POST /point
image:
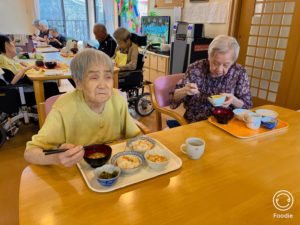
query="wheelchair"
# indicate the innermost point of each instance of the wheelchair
(13, 108)
(133, 84)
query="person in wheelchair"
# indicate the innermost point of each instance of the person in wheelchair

__What to produce__
Leave the images aside and retype each line of the listing above exactly.

__Your response__
POST /point
image:
query="wheelchair"
# indicate the innermost point of each instance of the wheelchair
(13, 108)
(133, 84)
query="person in wheelchair"
# indicate the innermost point of each instance of the person in wheelchair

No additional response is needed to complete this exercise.